Your goal: Using the entries below, transcribe exactly the line containing "Question. Locate the short" and each line that follows it to the end.

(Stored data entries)
-- START --
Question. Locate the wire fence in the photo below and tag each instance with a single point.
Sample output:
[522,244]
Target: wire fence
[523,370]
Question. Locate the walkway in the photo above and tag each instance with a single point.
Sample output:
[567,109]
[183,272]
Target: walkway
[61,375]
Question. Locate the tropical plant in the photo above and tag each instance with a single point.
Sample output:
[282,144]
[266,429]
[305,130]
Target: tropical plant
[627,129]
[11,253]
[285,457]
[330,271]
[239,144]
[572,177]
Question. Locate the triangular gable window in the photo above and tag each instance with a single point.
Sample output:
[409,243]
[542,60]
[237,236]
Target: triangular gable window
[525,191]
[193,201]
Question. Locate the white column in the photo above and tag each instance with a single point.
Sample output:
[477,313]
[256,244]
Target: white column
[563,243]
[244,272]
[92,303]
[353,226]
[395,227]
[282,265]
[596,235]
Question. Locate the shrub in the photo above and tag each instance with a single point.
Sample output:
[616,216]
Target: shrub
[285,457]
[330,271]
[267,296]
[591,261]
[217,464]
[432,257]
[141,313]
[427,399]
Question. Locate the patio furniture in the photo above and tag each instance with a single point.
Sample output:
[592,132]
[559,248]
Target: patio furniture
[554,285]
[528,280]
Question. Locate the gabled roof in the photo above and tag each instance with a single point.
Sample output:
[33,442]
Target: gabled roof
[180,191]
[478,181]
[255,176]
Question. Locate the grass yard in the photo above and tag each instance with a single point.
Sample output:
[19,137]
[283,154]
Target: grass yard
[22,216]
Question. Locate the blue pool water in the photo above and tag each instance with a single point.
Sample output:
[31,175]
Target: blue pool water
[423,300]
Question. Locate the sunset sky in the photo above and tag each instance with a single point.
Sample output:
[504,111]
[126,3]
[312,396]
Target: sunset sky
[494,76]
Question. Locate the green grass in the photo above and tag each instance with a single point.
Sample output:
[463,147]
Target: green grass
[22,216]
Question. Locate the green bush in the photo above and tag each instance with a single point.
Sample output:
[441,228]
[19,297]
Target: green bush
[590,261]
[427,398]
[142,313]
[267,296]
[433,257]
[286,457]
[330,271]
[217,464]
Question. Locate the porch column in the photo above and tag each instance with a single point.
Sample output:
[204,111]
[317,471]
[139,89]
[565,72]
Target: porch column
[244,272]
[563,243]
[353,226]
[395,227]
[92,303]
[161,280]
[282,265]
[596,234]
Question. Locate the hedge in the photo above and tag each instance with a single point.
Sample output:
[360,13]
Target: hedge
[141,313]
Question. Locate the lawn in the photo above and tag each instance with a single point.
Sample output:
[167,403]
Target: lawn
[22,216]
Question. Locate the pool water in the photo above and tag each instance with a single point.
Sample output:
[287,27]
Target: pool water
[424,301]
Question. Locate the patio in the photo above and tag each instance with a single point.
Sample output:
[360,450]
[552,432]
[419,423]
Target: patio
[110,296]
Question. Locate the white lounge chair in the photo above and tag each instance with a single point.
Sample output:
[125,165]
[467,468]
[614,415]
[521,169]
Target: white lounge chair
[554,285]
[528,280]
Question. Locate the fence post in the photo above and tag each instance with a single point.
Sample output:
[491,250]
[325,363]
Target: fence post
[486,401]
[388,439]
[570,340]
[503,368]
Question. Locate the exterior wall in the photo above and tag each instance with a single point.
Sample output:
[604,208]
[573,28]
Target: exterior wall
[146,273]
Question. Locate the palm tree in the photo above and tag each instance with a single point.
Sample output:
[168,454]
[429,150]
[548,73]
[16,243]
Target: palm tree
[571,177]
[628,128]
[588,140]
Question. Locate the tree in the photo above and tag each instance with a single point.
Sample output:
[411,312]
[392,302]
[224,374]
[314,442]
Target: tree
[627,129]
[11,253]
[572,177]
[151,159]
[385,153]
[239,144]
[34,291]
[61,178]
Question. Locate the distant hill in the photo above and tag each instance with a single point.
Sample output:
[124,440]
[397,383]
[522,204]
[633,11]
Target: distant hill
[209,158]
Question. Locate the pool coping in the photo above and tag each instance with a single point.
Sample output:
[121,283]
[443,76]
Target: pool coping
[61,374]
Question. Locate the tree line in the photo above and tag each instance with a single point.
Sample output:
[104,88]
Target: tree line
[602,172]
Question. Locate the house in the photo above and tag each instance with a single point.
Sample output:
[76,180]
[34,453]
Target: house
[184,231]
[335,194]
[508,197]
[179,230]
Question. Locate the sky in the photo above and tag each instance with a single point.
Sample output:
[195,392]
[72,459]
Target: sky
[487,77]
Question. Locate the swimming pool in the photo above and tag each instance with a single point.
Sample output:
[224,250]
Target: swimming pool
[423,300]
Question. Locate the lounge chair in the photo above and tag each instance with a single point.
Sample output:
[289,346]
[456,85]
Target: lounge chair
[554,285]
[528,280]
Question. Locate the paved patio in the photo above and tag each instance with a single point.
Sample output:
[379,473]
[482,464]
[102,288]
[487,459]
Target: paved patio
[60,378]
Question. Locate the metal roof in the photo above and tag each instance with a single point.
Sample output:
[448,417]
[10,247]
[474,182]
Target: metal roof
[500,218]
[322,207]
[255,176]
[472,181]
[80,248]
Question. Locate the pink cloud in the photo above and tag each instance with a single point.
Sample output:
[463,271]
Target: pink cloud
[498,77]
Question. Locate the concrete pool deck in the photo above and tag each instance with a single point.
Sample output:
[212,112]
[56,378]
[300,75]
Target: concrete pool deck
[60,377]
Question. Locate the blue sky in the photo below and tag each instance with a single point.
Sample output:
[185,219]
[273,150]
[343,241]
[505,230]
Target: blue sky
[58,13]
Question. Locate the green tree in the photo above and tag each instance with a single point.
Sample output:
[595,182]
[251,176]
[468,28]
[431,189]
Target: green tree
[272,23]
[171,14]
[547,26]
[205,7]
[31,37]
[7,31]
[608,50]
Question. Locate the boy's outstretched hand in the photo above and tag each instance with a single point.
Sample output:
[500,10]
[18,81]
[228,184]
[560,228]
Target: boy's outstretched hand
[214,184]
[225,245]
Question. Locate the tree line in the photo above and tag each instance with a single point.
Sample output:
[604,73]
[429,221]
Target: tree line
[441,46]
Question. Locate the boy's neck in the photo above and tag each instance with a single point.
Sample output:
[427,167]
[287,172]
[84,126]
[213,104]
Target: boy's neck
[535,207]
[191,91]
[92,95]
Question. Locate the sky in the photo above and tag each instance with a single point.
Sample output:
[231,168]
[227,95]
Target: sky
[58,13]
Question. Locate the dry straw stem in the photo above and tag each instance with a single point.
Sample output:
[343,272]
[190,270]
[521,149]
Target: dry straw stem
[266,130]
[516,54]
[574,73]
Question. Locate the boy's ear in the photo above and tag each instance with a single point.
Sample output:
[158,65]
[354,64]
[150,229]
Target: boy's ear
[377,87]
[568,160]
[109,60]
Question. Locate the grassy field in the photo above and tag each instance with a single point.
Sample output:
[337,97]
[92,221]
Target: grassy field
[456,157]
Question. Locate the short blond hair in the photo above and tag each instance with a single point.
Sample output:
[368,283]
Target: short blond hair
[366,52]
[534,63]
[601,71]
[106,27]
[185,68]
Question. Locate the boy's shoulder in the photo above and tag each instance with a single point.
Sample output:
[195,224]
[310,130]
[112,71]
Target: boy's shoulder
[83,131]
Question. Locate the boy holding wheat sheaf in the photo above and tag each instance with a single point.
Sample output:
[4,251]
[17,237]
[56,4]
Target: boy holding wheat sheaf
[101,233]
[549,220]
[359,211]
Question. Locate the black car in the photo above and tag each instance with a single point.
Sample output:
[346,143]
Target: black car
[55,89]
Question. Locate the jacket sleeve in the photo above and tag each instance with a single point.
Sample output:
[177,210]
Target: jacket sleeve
-- END --
Solution to this exercise:
Question. Locate the short blond hair in the photo above and tag each instance with a single point.
Sample output:
[368,283]
Target: short blond hair
[366,52]
[534,63]
[601,71]
[106,27]
[185,68]
Question. Locate the boy's shoulder in the photo above and tag each instance with a single point.
Sample output:
[195,224]
[310,130]
[112,71]
Target: boy's shoulder
[83,131]
Question. Locate the boy holding wheat sheaf in the photo above and tag each instance with a single point.
Sample output:
[4,251]
[17,237]
[56,4]
Target: boy holding wheat sheaf
[101,233]
[549,220]
[359,211]
Question. Locate the black car in the photo above and tag each instance with a single point.
Sample output:
[346,143]
Target: black car
[55,89]
Question. Locate the jacket sleeve in the photo above and tag each instance with a single point.
Sample output:
[177,210]
Target: jacket sleeve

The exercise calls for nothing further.